## Aim
Can you update the listing below by replacing "parked car" with "delivery van" and keeping everything else the same? Leave the pictures out of your answer.

## Source data

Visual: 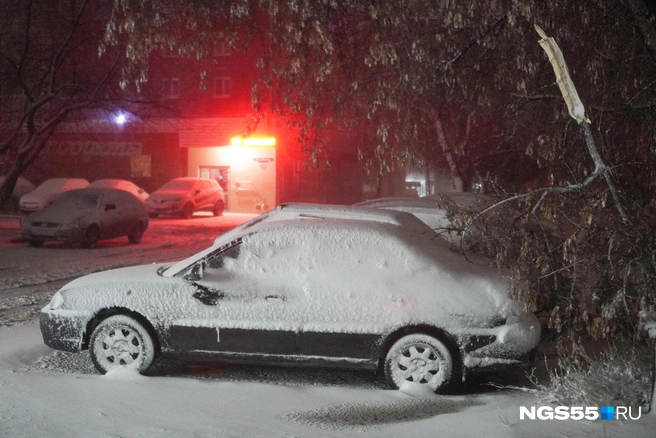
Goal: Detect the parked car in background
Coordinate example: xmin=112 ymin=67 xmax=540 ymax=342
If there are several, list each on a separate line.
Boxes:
xmin=88 ymin=179 xmax=150 ymax=202
xmin=19 ymin=178 xmax=89 ymax=214
xmin=21 ymin=188 xmax=148 ymax=248
xmin=146 ymin=178 xmax=225 ymax=219
xmin=41 ymin=204 xmax=540 ymax=391
xmin=0 ymin=175 xmax=34 ymax=214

## Answer to this task
Visual: 
Goal: Detect the delivery van in background
Coordinate example: xmin=112 ymin=67 xmax=540 ymax=342
If there are several, list each on a separate line.
Boxes:
xmin=88 ymin=179 xmax=150 ymax=202
xmin=19 ymin=178 xmax=89 ymax=214
xmin=21 ymin=188 xmax=148 ymax=248
xmin=146 ymin=178 xmax=225 ymax=219
xmin=41 ymin=204 xmax=540 ymax=391
xmin=0 ymin=175 xmax=34 ymax=214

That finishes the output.